Update the records by changing "strap" to "handle" and leaving everything else the same.

**Data provided**
□ □ □ □

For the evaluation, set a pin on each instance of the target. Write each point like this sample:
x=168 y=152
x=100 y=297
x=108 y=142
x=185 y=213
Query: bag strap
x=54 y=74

□ □ □ □

**Exercise output**
For the evaluation, set a pin on each instance of the target. Write each point like this sample:
x=168 y=152
x=100 y=297
x=108 y=142
x=185 y=213
Query: bag handle
x=54 y=74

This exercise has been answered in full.